(Point annotation dataset records)
# # # #

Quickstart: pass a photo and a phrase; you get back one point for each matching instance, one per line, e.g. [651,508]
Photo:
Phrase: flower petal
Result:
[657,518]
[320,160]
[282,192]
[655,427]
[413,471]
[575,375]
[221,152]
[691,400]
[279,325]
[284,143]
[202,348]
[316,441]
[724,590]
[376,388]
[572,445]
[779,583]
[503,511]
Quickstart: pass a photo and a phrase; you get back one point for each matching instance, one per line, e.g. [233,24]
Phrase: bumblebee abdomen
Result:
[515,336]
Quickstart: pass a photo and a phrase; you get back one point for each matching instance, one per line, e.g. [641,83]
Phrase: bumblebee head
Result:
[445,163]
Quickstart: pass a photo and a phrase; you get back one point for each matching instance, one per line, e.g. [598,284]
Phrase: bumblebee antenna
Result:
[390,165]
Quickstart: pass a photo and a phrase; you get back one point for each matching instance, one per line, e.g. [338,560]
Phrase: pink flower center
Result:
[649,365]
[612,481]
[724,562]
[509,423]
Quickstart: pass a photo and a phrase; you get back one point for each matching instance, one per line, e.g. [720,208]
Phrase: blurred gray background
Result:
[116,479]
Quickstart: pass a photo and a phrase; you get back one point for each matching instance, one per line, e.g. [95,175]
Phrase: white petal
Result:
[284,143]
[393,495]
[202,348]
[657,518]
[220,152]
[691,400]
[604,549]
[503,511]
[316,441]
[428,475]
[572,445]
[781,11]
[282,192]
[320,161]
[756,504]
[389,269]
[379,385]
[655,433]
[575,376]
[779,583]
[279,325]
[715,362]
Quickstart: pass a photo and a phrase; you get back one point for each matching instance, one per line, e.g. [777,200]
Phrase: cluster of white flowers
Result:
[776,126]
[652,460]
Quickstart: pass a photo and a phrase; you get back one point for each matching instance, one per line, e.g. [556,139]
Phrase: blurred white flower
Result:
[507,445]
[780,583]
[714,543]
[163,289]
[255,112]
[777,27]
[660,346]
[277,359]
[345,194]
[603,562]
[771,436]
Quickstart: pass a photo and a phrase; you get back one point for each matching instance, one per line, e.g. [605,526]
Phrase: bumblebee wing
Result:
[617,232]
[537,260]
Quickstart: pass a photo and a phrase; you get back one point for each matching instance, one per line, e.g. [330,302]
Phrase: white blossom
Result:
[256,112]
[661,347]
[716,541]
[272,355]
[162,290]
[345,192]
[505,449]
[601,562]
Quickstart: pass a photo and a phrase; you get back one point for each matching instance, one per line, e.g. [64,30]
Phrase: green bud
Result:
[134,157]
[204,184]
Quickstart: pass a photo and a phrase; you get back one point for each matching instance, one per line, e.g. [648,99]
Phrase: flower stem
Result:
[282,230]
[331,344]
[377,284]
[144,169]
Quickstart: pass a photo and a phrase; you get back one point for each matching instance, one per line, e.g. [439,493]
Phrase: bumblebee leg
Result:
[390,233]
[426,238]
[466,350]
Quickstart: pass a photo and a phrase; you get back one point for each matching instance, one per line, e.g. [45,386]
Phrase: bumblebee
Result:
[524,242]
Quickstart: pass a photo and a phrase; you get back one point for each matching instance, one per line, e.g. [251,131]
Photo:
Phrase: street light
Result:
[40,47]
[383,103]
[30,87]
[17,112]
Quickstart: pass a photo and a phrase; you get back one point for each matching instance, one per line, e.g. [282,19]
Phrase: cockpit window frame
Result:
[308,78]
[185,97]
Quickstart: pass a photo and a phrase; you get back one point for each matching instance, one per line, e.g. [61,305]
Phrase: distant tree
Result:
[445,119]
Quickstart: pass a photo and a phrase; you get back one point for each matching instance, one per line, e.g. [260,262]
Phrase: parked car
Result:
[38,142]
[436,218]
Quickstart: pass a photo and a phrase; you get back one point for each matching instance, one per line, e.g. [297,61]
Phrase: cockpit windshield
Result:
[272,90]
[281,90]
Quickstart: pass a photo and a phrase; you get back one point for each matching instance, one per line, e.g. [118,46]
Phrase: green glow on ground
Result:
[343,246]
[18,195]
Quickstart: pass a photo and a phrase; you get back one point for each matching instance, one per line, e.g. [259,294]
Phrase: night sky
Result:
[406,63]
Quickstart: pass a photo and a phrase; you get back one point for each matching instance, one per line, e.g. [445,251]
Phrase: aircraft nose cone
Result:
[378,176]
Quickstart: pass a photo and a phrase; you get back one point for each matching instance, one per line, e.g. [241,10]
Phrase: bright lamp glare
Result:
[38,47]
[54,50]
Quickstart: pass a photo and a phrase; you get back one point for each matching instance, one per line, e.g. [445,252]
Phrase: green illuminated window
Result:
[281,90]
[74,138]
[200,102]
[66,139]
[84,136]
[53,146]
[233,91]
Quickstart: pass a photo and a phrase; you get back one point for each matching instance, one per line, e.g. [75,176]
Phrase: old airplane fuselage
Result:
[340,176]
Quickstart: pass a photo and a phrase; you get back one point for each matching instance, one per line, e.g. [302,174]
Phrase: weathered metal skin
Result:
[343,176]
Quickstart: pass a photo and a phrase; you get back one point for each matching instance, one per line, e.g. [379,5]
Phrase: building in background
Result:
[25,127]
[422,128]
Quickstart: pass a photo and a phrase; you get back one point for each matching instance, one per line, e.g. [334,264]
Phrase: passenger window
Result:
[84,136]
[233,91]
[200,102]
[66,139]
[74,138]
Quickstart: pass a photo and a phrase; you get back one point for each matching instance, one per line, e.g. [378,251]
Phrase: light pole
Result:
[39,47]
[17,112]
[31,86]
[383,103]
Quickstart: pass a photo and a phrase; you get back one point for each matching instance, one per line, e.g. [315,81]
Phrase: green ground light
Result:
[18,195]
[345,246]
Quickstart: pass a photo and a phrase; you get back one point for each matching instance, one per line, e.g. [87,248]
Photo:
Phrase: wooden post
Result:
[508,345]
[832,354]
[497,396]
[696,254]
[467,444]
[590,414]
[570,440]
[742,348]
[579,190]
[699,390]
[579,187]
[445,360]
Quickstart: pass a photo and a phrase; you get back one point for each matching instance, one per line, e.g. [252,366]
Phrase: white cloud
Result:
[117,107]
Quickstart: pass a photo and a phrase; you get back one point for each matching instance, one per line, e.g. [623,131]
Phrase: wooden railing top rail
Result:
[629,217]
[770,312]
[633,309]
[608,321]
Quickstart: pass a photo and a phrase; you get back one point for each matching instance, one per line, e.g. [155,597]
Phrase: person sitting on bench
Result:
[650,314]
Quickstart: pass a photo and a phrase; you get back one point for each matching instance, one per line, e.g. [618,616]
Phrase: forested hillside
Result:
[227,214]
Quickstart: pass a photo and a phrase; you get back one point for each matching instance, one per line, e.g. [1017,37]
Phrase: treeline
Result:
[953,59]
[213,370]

# # # #

WHAT THE TASK ASKS
Retype all the records, matching them exactly.

EXERCISE RESULT
Quickstart: pass a photo and a phrase; you get back one point for each matching instance, one per line, e.g. [651,508]
Photo:
Phrase: flower petal
Result:
[657,518]
[320,160]
[282,192]
[655,427]
[413,471]
[575,375]
[221,152]
[691,400]
[279,325]
[284,143]
[202,348]
[316,441]
[724,590]
[376,388]
[572,445]
[779,583]
[503,511]
Quickstart: pass a photo and a phrase; you get back one point for each matching instance, one per line, e.g. [233,24]
Phrase: bumblebee abdomen
Result:
[515,336]
Quickstart: pass a photo and a phrase; you get back one point for each matching instance, one per line, e.g. [641,83]
Phrase: bumblebee head
Result:
[445,163]
Quickstart: pass a photo and a phrase; you get back one point for each matching instance, one per line, e.g. [598,284]
Phrase: bumblebee antenna
Result:
[390,165]
Quickstart: pass a photo and a phrase; you get back one point for each matching instance, one per line, e.g. [338,560]
Phrase: pink flower center
Result:
[649,365]
[612,481]
[724,562]
[509,423]
Quickstart: pass a photo and a phrase; you get back one point for each matching instance, one per line, e.g. [720,208]
Phrase: blurred gray background
Result:
[116,479]
Quickstart: pass a photo and a phrase; you get back one point for each matching instance, one per line, e.g. [95,175]
Phrase: white petal
Result:
[284,143]
[393,495]
[202,348]
[657,518]
[220,152]
[691,400]
[604,549]
[503,511]
[316,441]
[428,475]
[572,445]
[781,11]
[282,192]
[320,161]
[756,504]
[389,269]
[379,385]
[655,433]
[575,376]
[779,583]
[279,325]
[715,362]
Quickstart: pass a photo and a phrase; you get back one point for each matching instance, one per line, e.g. [777,200]
Phrase: cluster of white flowers
Result:
[776,126]
[652,460]
Quickstart: pass a photo and a phrase; you get back one point for each matching instance, one per line, e.g. [556,139]
Phrase: blurred white flower
Result:
[507,445]
[780,583]
[714,543]
[163,289]
[255,112]
[777,27]
[660,346]
[277,359]
[345,194]
[603,562]
[771,436]
Quickstart: pass a photo and a phrase; you get back one point for each matching instance, one per line, e.g. [605,526]
Phrase: bumblebee wing
Result:
[617,232]
[537,260]
Quickstart: pass a photo and a phrase; you get back one point for each matching instance, one per line, e.g. [330,302]
Phrase: white blossom
Result:
[256,112]
[661,347]
[716,541]
[272,355]
[162,290]
[345,192]
[505,449]
[601,562]
Quickstart: pass a photo and a phrase; you get back one point for each matching instance, one per line, e.g. [64,30]
Phrase: green bud
Result:
[134,157]
[204,184]
Quickstart: pass a photo and a phrase; you get back one point for each matching instance, one per line, e.g. [648,99]
Phrase: flower stem
Result:
[282,230]
[331,344]
[377,284]
[144,169]
Quickstart: pass a photo and a phrase; you get back one point for each matching instance, one per line, e.g. [439,493]
Phrase: bumblebee leg
Result:
[390,233]
[426,238]
[466,350]
Quickstart: pass a photo and a phrase; you get back one point for each matching instance, one per line, e.g. [45,386]
Phrase: bumblebee
Result:
[524,242]
Quickstart: pass a photo and a phrase; you get back one point for each matching instance, one per line, e.g. [251,131]
Photo:
Phrase: street light
Result:
[40,47]
[383,103]
[30,87]
[17,112]
Quickstart: pass a photo and a phrase; you get back one point for each matching instance, one per line, e.g. [282,19]
Phrase: cockpit window frame
Result:
[308,78]
[185,97]
Quickstart: pass a photo and a phrase; you get back one point for each matching instance, one per line, e.g. [61,305]
Phrase: distant tree
Result:
[445,119]
Quickstart: pass a photo and a phrase; you get back one point for each matching instance, one per line, e.g. [260,262]
Phrase: parked car
Result:
[38,142]
[436,218]
Quickstart: pass a photo and a phrase; you get back one point for each matching instance, one per line, e.g. [297,61]
Phrase: cockpit windshield
Result:
[272,90]
[281,90]
Quickstart: pass a photo and a phrase; you get back one point for each matching instance, one per line, e.g. [118,46]
Phrase: green glow on ground
Result:
[343,246]
[18,195]
Quickstart: pass a photo and a phrase; you get back one point for each matching instance, one per line, e.g. [259,294]
Phrase: night sky
Result:
[406,63]
Quickstart: pass a photo and a phrase; you get back one point for each matching instance, one per line, e.g. [445,251]
Phrase: aircraft nose cone
Result:
[378,176]
Quickstart: pass a photo and a phrase; you get back one point for each matching instance, one per line, e.g. [241,10]
Phrase: bright lamp glare
Result:
[38,47]
[54,50]
Quickstart: pass a photo and a phrase; you get back one point for each matching instance, one per line, e.g. [445,252]
Phrase: green illuminated window
Result:
[281,90]
[74,138]
[200,102]
[66,139]
[84,136]
[53,146]
[233,91]
Quickstart: pass a photo and a phrase; you get back one point for each matching instance, one per line, e.g. [75,176]
Phrase: old airplane fuselage
Result:
[340,176]
Quickstart: pass a photo and a phrase; you get back one point for each matching instance, one per line, e.g. [302,174]
Phrase: weathered metal skin
Result:
[343,176]
Quickstart: pass a photo and a phrase; you get back one point for each matching instance, one per line, e.g. [379,5]
Phrase: building in background
Result:
[25,127]
[422,128]
Quickstart: pass a photo and a phrase; you get back one point for each matching instance, one per line, e.g. [334,264]
Phrase: passenger window
Result:
[84,136]
[233,91]
[200,102]
[66,139]
[74,138]
Quickstart: pass a photo and a phrase; you get back one point for each matching instance, one per line, e.g. [378,251]
Phrase: light pole
Result:
[39,47]
[17,112]
[31,86]
[383,103]
Quickstart: pass a photo and a phrase; you get back one point for each matching instance, one per line, e.g. [315,81]
Phrase: green ground light
Result:
[18,195]
[345,246]
Quickstart: pass a photo and a phrase; you get back one point for each matching instance, one per line, e.g. [87,248]
Photo:
Phrase: wooden post
Result:
[508,345]
[832,354]
[497,396]
[696,254]
[467,444]
[590,414]
[570,440]
[742,348]
[579,190]
[699,390]
[579,187]
[445,360]
Quickstart: pass a photo and a phrase; you get back one point for each matching instance, one per line, e.g. [252,366]
Phrase: white cloud
Result:
[117,107]
Quickstart: pass a photo and a phrase; you get back one point for each matching instance, one per line, e.g. [623,131]
Phrase: wooden railing top rail
Result:
[629,217]
[770,312]
[633,309]
[608,321]
Quickstart: pass a photo and a phrase; you get back one point for each matching instance, one per line, e.g. [155,597]
Phrase: person sitting on bench
Result:
[650,314]
Quickstart: pass a photo and a phrase; you get back one point for each matching instance, one per line, e.g. [618,616]
Phrase: forested hillside
Result:
[227,214]
Quickstart: pass a photo and a phrase; you get back one point for each matching instance, one per line, e.g. [1017,37]
Phrase: treeline
Result:
[953,59]
[213,370]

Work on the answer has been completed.